Gordon doesn’t believe that dancers are dancers and that is it.  She relies on the Meyers-Briggs Assessment Test to help her disprove this old axiom.             

“I start by helping dancers identify their values, goals, interests, strengths, and personal traits,” says Gordon, “and that’s how I match them to career paths.  As far as I know, there are six different career paths in the world: realistic, artistic, investigative, social, conventional, and entrepreneurial.”           

Suzie Jary, a consultant to CTFD, takes a less structured approach to dealing with her clients.  She is a former dancer who transitioned in 1986; she now runs a monthly support group called Dancers Managing Change.  “Feel isolated and alone?” the flier for the support group asks of its passersby.           

“In the greater dance community, transition can still have the aura that you’re not serious about dance,” says Jary.  “People in the business think, to dance is to live!  And to live is to dance!  And that is that!’           

“I think transitioning can add to your identity,” she says.  “But not everybody sees it like that.”                                           

The Good Commons house in Vermont has seven bedrooms, seven bathrooms, and a sleeping loft.  It sleeps 22 people comfortably (in theory).  Killington Peak and Okemo Mountain sit just nine miles away to the west and east, respectively.  Adjacent towns offer a combined stretch of lake over four miles long.  Tesha once saw 77 bikers ride past Good Commons in a single day.           

And there is the dance studio, 695 square feet that Tesha hopes to fill with nature-loving yogites on retreat.           

When Tesha expands upon her interest in healing, she is able to make this sharp change in career path seem less impulsive.

◆ Extracted records:
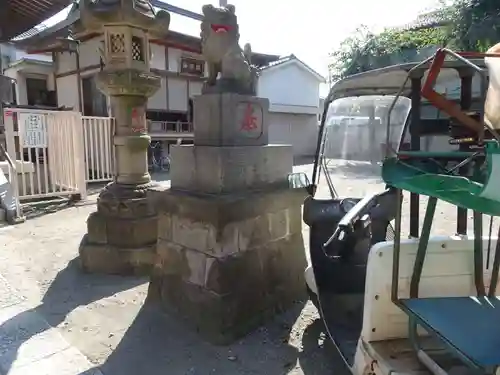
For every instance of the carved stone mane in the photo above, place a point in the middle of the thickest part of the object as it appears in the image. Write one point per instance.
(220, 47)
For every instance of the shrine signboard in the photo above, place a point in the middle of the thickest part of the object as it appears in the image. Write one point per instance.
(34, 130)
(250, 119)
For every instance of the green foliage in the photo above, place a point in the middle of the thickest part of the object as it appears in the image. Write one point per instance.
(476, 24)
(365, 51)
(469, 25)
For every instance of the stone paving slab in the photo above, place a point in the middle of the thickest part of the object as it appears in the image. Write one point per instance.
(29, 345)
(8, 296)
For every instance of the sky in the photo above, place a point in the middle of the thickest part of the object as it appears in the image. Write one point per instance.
(309, 29)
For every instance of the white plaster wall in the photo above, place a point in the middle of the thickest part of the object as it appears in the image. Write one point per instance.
(157, 56)
(42, 57)
(290, 85)
(21, 93)
(298, 130)
(66, 62)
(195, 88)
(89, 52)
(159, 99)
(67, 92)
(174, 57)
(177, 94)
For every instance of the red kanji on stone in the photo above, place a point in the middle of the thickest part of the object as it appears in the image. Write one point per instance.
(249, 121)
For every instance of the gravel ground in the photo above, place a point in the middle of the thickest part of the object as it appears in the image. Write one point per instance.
(105, 319)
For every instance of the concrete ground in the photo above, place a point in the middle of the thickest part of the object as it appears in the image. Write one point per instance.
(56, 320)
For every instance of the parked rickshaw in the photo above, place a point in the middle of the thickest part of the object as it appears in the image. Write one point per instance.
(421, 304)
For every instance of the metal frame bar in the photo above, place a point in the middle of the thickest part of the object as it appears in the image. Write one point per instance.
(452, 109)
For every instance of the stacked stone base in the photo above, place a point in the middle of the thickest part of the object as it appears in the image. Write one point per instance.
(226, 263)
(122, 234)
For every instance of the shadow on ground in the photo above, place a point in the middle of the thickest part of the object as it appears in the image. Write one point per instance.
(156, 344)
(70, 289)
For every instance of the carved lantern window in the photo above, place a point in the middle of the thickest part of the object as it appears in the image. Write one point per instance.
(126, 47)
(192, 66)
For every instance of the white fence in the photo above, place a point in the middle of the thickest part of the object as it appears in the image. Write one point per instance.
(56, 153)
(98, 144)
(47, 148)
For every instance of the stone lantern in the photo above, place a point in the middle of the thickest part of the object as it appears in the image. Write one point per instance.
(121, 234)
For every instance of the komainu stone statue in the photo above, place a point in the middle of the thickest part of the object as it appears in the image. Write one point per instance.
(219, 41)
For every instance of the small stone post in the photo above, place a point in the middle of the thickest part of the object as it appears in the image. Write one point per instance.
(230, 247)
(121, 234)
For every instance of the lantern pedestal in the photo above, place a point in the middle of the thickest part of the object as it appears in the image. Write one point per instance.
(121, 235)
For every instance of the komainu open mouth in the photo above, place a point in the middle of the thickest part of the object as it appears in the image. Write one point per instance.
(220, 28)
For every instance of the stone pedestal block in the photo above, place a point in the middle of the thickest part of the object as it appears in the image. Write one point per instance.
(227, 263)
(217, 170)
(121, 236)
(230, 119)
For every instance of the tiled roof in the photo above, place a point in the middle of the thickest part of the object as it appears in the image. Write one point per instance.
(182, 24)
(21, 16)
(285, 59)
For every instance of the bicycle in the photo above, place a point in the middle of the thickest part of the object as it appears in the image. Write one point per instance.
(159, 162)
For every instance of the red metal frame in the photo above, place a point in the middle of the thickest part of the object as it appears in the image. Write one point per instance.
(439, 100)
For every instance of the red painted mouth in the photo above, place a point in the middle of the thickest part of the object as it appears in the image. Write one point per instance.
(220, 28)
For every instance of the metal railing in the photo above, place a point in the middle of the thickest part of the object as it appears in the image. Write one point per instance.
(98, 148)
(12, 178)
(169, 127)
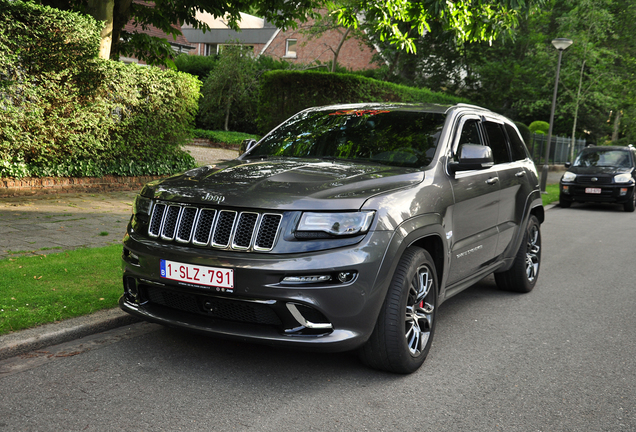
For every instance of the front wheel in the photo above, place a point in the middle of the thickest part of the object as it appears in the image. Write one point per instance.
(564, 202)
(523, 274)
(630, 205)
(404, 331)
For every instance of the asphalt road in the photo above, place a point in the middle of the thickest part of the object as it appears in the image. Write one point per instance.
(561, 358)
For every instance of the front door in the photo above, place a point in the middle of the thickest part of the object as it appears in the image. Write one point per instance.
(475, 212)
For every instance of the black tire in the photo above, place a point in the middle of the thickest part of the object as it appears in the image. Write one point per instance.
(630, 205)
(404, 331)
(564, 202)
(522, 276)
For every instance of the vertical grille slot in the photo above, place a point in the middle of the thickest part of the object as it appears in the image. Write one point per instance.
(267, 232)
(223, 228)
(204, 227)
(220, 229)
(155, 221)
(244, 230)
(186, 224)
(170, 222)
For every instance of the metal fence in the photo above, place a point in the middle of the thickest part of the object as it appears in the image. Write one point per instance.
(559, 149)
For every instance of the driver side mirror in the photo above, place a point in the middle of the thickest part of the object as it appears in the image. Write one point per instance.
(472, 157)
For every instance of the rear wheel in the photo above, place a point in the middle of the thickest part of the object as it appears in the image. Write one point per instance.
(630, 205)
(523, 274)
(404, 331)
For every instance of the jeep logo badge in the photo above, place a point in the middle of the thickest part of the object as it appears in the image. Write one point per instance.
(214, 198)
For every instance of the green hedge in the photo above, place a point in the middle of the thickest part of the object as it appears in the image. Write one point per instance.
(65, 112)
(284, 93)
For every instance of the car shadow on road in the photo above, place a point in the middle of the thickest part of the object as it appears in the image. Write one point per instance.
(260, 364)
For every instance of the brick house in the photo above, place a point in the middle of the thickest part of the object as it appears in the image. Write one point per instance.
(290, 45)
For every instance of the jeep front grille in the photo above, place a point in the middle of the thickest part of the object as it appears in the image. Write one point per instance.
(216, 228)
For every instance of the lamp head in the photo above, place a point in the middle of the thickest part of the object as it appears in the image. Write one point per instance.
(562, 43)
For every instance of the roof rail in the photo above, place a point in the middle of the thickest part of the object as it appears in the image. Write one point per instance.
(463, 105)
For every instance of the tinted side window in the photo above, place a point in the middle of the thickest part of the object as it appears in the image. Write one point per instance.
(517, 148)
(497, 141)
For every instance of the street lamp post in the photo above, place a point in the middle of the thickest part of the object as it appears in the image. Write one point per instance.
(561, 44)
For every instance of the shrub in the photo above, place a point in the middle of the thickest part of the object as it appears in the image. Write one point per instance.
(229, 93)
(64, 112)
(197, 65)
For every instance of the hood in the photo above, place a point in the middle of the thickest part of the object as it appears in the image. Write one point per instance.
(284, 184)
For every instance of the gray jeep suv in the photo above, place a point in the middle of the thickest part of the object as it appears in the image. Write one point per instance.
(344, 228)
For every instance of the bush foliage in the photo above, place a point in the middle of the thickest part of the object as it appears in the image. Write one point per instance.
(284, 93)
(65, 112)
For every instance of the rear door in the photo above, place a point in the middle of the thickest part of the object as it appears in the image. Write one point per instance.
(511, 162)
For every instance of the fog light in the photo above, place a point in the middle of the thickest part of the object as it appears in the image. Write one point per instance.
(307, 279)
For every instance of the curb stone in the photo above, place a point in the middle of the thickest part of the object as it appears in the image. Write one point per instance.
(24, 341)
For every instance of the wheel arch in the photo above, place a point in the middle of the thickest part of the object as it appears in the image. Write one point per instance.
(434, 245)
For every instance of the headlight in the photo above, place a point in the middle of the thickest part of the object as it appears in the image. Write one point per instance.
(568, 176)
(337, 224)
(141, 205)
(622, 178)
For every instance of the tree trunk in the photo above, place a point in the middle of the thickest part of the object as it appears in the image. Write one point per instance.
(226, 124)
(337, 50)
(103, 11)
(121, 16)
(617, 123)
(576, 112)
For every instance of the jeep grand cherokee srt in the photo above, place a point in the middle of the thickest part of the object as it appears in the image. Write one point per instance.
(344, 228)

◆ Tasks:
• 1. Copy out the article on dancers changing careers between "The Good Commons" and "yogites on retreat.", inclusive.
• 2. In the article on dancers changing careers, what is the monthly support group that Suzie Jary runs called?
• 3. Pick up the article on dancers changing careers after its last sentence and keep writing.

◆ Solved tasks:
• 1.
The Good Commons house in Vermont has seven bedrooms, seven bathrooms, and a sleeping loft.  It sleeps 22 people comfortably (in theory).  Killington Peak and Okemo Mountain sit just nine miles away to the west and east, respectively.  Adjacent towns offer a combined stretch of lake over four miles long.  Tesha once saw 77 bikers ride past Good Commons in a single day.           

And there is the dance studio, 695 square feet that Tesha hopes to fill with nature-loving yogites on retreat.

• 2. Dancers Managing Change.

• 3.
“For me, dance was always about healing.  It takes you out of your real life and it fills you with something: beauty, or a great sense of humanity,” she says, a classic dreamy gaze fixing her face.  “I’ve felt healed by dance.  And it’s who I am.  So when I started looking into opening the center, I thought, I just want to make people feel happier and more comfortable.  Because that’s what dance does for me.”           

Tesha is openly conflicted about what part of her identity still lies in dance.  Just a beat after saying she has done everything she ever wanted to do in the profession, she will admit that she feels plagued with regret, with thoughts of jobs turned down and choices poorly made.             

“I have a lot of dreams still,” she says.  “Three or four nights a week I dream that I’m still in it.  That I have to dance but I don’t know the choreography, or that I’m choreographing something and I don’t know what it is and I have to make it up in the moment.            

“Or sometimes in dreams I’m really having a ball.  I’m flying all over the theater.  Random things.           

“It’s not just about dance, not really.  It’s about the transition out of making my life as an artist full time,” she says.  “And it’s scary.”